→ **Stored rows**:
■ ■ ■ ■

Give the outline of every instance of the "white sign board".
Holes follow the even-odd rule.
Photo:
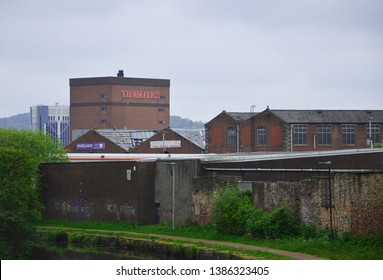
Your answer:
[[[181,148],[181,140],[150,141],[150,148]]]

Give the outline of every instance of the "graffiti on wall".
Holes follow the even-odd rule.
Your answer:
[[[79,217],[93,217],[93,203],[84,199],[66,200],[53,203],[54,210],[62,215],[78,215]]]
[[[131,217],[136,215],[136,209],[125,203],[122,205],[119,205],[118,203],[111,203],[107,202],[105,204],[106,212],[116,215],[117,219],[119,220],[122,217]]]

■ ■ ■ ■

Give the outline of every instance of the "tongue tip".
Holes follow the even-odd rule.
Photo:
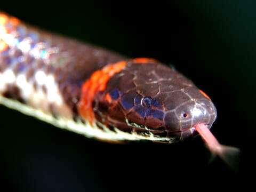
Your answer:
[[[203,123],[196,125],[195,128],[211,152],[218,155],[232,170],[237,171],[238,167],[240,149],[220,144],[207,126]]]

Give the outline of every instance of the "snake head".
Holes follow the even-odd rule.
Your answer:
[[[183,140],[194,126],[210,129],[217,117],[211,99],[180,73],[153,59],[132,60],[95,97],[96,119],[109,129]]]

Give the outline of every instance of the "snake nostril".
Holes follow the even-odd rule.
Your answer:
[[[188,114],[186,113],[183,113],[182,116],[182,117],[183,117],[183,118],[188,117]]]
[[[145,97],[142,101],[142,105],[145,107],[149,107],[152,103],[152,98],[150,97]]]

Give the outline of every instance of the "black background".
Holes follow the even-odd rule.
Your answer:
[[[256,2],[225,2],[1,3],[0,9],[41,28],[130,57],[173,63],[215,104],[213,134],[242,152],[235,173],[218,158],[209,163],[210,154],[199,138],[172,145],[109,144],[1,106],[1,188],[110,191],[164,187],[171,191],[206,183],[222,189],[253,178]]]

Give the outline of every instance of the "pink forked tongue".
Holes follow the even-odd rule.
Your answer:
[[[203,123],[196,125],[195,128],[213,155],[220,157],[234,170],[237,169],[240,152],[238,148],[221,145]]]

■ ■ ■ ■

→ **Exercise goal**: How many lines in the data above contain the word "outline"? Reply with the number only.

→ **Solution to this exercise**: 7